:: Data supplied ::

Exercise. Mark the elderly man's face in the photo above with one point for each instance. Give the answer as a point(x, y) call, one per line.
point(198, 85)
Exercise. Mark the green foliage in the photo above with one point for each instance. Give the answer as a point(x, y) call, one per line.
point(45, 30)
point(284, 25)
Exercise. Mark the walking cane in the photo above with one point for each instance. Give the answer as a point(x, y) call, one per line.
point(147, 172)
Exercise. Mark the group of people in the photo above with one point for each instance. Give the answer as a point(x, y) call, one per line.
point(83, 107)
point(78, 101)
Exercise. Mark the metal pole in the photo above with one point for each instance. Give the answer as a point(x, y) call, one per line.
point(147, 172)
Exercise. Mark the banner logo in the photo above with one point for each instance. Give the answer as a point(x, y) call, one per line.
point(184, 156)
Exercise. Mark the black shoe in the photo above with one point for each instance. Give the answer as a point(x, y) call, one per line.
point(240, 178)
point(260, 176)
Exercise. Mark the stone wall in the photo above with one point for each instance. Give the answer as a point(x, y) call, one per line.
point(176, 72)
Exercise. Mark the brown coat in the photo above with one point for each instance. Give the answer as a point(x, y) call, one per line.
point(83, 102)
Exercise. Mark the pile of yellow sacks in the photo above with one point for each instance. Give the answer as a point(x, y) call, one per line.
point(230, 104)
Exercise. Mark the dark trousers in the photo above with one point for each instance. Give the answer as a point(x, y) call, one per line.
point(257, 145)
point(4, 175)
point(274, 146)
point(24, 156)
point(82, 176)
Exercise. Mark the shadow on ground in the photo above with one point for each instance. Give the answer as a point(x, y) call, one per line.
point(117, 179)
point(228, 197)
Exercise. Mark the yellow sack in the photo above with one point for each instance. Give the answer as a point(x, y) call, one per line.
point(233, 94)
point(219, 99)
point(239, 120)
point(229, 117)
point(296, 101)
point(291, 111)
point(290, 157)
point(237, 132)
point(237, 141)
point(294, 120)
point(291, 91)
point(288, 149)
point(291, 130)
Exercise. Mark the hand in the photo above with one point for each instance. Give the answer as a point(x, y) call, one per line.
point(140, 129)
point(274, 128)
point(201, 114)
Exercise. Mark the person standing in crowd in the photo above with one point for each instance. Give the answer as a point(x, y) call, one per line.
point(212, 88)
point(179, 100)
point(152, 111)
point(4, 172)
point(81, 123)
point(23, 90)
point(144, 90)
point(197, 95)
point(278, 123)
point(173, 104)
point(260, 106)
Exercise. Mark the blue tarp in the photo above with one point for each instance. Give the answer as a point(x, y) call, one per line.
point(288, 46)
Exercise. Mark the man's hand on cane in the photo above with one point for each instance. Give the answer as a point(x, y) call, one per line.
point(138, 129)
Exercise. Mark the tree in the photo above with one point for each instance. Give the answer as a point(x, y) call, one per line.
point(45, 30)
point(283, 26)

:::

Set task = Reproduce the entire listing above, substituting "Task" for each occurrence of "Exercise" and leaving everything else unchanged.

Result =
Task. Mark the elderly man's face in the photo above with one point for each instance. Give the answer as a point(x, y) call, one per line.
point(198, 85)
Task. Mark the green foliage in the photo above with one point for each instance. Give the answer as a point(x, y) call, one per line.
point(45, 30)
point(284, 25)
Task. Mark the walking cane in the photo above with one point for each instance. Give the answer as a point(x, y) call, one per line.
point(147, 172)
Task. Mark the group of people in the photo above with one point for each instance. Give the answer as a point(x, y) call, one per line.
point(83, 107)
point(78, 101)
Task. Mark the metal pole in the photo above with one point for each instance. Give the answer as a point(x, y) call, one per line.
point(147, 172)
Task. Mark the banner logo in the photo above with one point for each instance. Give the answer as a point(x, y) call, one per line.
point(184, 156)
Task. Mark the black shoe in the photo above with one point for each instance. Give the answer as a point(x, y) call, one per line.
point(240, 178)
point(260, 176)
Task. Mark the stone wall in the photo above with one point for each instance. Give the answer as a point(x, y) call, one per line.
point(176, 72)
Task. Mark the brown coat in the photo above with one point for each instance. Give the answer as a point(x, y) call, one per line.
point(83, 102)
Task. Mark the pile of yellow sacks in the photo above with one point for each instance. Give the answer as a point(x, y) call, one per line.
point(230, 104)
Task. Mark the dark trousers in the photo above with one point for each instance. Give the answer as a point(x, y) call, one per line.
point(257, 145)
point(4, 175)
point(274, 146)
point(24, 156)
point(82, 176)
Task. Mark the shadow on ground in the photo above with one point for each instance. Give the answer as a point(x, y) call, one per line.
point(117, 179)
point(228, 197)
Task. Mark the yellow sack in the photo above with one point for each instance. Give the answer as a point(x, y) call, one per line.
point(233, 94)
point(219, 99)
point(239, 120)
point(229, 117)
point(296, 101)
point(291, 111)
point(290, 157)
point(237, 132)
point(237, 141)
point(294, 120)
point(291, 91)
point(288, 149)
point(291, 130)
Task. Mark the hand in the photo above with one point for each instance. Give the answer as a point(x, y) call, one per line.
point(140, 129)
point(274, 128)
point(201, 114)
Task. Mark the person standing in crowd in the photo above with one point for each instance. Give the answer as a point(x, y) call, one per line.
point(212, 88)
point(179, 100)
point(152, 111)
point(4, 172)
point(81, 123)
point(23, 90)
point(144, 90)
point(197, 95)
point(278, 123)
point(173, 104)
point(260, 106)
Task. Mark the blue tarp in the photo above with one point for each instance. Give the answer as a point(x, y) call, one per line.
point(288, 46)
Task. Mark the man's hand on cane in the photo above with one point for each instance. Give the answer as a point(x, y) call, one per line.
point(138, 129)
Task. Mark the tree in the photo above with one point for each instance. Give the answer as a point(x, y) call, one per line.
point(45, 30)
point(283, 26)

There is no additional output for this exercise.